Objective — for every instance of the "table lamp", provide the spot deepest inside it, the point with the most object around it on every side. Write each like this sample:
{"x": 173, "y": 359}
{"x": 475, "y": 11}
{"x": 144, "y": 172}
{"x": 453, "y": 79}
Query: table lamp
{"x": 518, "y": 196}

-*-*-

Rescale the data above by writing out every line again, requests included, with each coordinate in the answers multiplied by 1.4 and rounded to the nearest whole number, halves going up. Leave the numbers in the requests and their format samples unchanged.

Objective — for every instance of the "table lamp", provide the spot deepest inside it, the point with the most object around it on every side. Write each like this sample:
{"x": 173, "y": 359}
{"x": 475, "y": 11}
{"x": 144, "y": 172}
{"x": 453, "y": 79}
Query: table lamp
{"x": 725, "y": 274}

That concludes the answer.